Print the data below line for line without changing a word, and leave out the pictures.

────────────────────

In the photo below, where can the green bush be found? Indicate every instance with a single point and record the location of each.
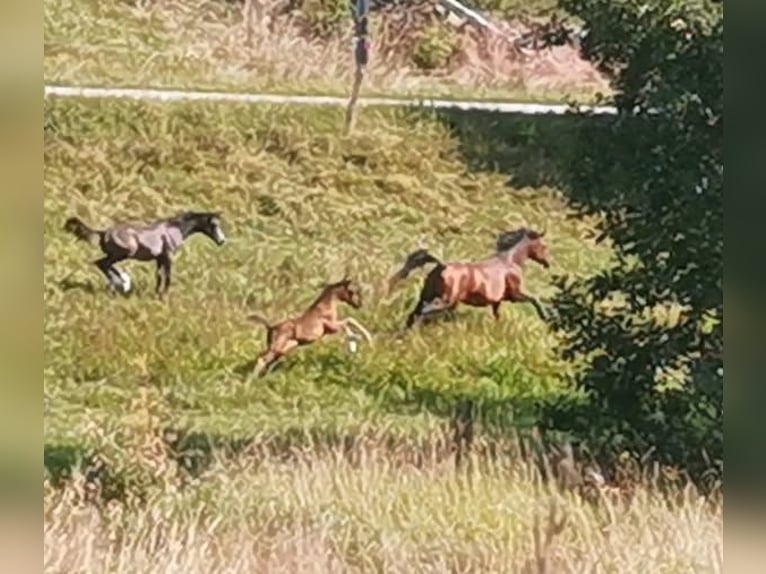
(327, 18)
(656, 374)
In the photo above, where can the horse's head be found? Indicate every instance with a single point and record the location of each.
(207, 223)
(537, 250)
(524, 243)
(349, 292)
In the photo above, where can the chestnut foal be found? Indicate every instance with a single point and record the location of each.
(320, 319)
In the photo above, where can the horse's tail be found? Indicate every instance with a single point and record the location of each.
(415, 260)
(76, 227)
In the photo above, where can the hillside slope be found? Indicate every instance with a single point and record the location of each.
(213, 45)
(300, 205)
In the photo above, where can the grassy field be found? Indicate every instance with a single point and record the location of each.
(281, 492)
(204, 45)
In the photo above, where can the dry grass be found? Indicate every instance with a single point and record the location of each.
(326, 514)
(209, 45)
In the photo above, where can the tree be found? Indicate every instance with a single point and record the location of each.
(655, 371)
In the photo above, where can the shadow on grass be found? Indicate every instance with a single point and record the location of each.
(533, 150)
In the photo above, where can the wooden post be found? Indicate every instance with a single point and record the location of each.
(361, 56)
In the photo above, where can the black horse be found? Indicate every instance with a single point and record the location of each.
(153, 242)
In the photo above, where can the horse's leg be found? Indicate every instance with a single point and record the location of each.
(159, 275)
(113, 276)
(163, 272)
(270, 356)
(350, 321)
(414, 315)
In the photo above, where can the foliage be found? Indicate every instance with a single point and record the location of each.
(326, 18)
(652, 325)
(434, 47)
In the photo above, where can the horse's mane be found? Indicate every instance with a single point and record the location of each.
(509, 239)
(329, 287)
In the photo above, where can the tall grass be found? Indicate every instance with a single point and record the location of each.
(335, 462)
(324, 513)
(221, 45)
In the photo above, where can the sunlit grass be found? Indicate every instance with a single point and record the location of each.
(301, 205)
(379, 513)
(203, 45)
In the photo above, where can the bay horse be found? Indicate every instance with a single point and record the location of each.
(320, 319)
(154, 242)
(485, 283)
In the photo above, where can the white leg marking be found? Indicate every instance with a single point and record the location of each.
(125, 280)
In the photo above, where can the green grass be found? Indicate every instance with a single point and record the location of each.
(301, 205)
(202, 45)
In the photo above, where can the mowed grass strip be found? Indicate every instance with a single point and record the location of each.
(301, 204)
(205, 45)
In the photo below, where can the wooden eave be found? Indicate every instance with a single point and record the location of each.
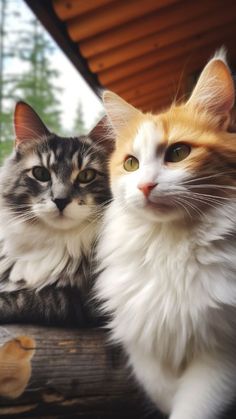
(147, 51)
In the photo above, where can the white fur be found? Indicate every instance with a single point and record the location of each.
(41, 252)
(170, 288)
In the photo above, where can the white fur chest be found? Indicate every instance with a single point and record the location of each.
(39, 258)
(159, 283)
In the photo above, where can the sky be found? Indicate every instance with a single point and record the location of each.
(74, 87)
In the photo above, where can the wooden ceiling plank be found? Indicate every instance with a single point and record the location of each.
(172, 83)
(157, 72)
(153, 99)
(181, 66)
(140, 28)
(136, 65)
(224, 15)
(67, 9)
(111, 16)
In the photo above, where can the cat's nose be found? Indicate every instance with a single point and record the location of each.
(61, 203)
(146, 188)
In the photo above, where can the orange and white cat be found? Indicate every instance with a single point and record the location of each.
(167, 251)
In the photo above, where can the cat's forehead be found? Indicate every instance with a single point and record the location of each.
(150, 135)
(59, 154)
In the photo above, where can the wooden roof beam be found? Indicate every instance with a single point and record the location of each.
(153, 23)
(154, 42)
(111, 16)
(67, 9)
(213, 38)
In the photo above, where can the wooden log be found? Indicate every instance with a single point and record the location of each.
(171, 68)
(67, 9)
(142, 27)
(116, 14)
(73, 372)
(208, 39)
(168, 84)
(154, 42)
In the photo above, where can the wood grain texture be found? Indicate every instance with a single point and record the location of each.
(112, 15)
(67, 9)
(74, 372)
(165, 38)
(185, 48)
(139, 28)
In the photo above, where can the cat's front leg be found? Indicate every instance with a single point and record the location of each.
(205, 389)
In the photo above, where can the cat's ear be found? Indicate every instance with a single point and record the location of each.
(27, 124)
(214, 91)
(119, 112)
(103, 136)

────────────────────

EXERCISE RESPONSE
In the photo below, where can the green bush be found? Indicate every instance with a single point and record the location of each.
(327, 18)
(656, 374)
In the photo above, where can the horse's head be found? Indicate every instance with a single point and record the location of each.
(207, 223)
(537, 250)
(524, 243)
(349, 292)
In the photo above, where can the chestnut foal be found? Indicate every instance with a single point and record the location of each.
(320, 319)
In the photo above, where can the horse's tail be found? Indicate every instance with a single point and record the location of each.
(415, 260)
(76, 227)
In the photo above, where can the hillside slope be found? Indicate every instance with a single point and record the location of each.
(213, 45)
(300, 205)
In the photo above, where can the grassy field be found? Indicate every instance with a single point and record the location of each.
(281, 492)
(204, 45)
In the photo above, where can the dry grass be found? Indicate every instance with a single point and record the location of each.
(326, 514)
(209, 45)
In the photo above, where can the tree be found? Indicate every instance with a single point and record the location of each.
(655, 371)
In the photo above, where can the shadow on grass be found? Indicate every instance with a single point and record the location of each.
(533, 150)
In the photo above, where can the wooden post be found? Indicate every instance with a single point and record the location of each.
(361, 56)
In the photo above, where can the black horse be found? Indicate every instance with a single point and record the location of each.
(153, 242)
In the photo above, where can the horse's leg be found? Indicate every instance with a single point and record the location of each.
(159, 275)
(113, 276)
(163, 272)
(270, 356)
(350, 321)
(414, 315)
In the photo above, where can the foliage be found? Indicate every instance with a single point and record the location of each.
(326, 18)
(652, 325)
(434, 47)
In the photo above, where can the horse's mane be found? Indicate every instance with a single point and record the location of each.
(509, 239)
(329, 287)
In the photo above, where can the tall grass be found? Indicate every instance with a single point and record the location of each.
(335, 462)
(324, 513)
(221, 45)
In the photo above, where can the sunlit grass be found? Indicate every instance with a single point and record the location of each.
(301, 205)
(379, 513)
(203, 45)
In the photo above, where can the bay horse be found? Indicate every instance with a single point and record the location of each.
(320, 319)
(154, 242)
(485, 283)
In the photo above, where can the white leg marking be found? Indicate every instance with a single point and record the location of each.
(125, 280)
In the photo above, where can the green grass be found? Indicate every instance with a single point and record the location of each.
(301, 205)
(202, 45)
In the photo above, where can the mowed grass strip be found? Indicate every instance with a single point and record the location of each.
(301, 204)
(205, 45)
In the photo below, where can the wooden eave be found? Indicate every instance with a single point and record the location of each.
(147, 51)
In the photo above, where can the white fur be found? Indicate every instance with a single point and record the location of each.
(41, 252)
(170, 288)
In the photo above, where can the white fur chest be found? Indicate every instance with a single point and record the location of each.
(39, 258)
(159, 283)
In the photo above, where can the sky be found? Indicate every instance with a single point and record the location of each.
(74, 87)
In the photo above, where can the wooden ceiling plank be found? Indicate every instance with a single point and record the location of each.
(172, 83)
(157, 72)
(153, 99)
(181, 66)
(140, 28)
(136, 65)
(224, 15)
(67, 9)
(111, 16)
In the photo above, where can the cat's nose be found? Indicate every instance with a single point and record the location of each.
(61, 203)
(146, 188)
In the photo above, where can the orange and white cat be found? Indicate every instance with a single point and record the location of each.
(167, 251)
In the photo above, where can the cat's forehead be found? Indicate every instance with a single point and record the location of each.
(150, 135)
(59, 154)
In the photo above, where can the wooden roof beam be found? Indicate every instance with a single point and record the location of each.
(153, 23)
(154, 42)
(111, 16)
(67, 9)
(213, 38)
In the photo above, where can the wooden log be found? Indicate every instance with a single point and record the location of each.
(171, 68)
(67, 9)
(142, 27)
(116, 14)
(73, 372)
(208, 39)
(168, 84)
(154, 42)
In the photo above, where can the wood grain texture be found? Indicate every instance with a single point and record the location of each.
(112, 15)
(67, 9)
(74, 372)
(165, 38)
(185, 48)
(139, 28)
In the photo above, where can the cat's front leg be found? Indicate every instance with a single point and record the location of each.
(205, 389)
In the photo above, where can the cat's ear be found? Indicate every instance with a single point and record the location of each.
(27, 124)
(214, 91)
(119, 112)
(103, 136)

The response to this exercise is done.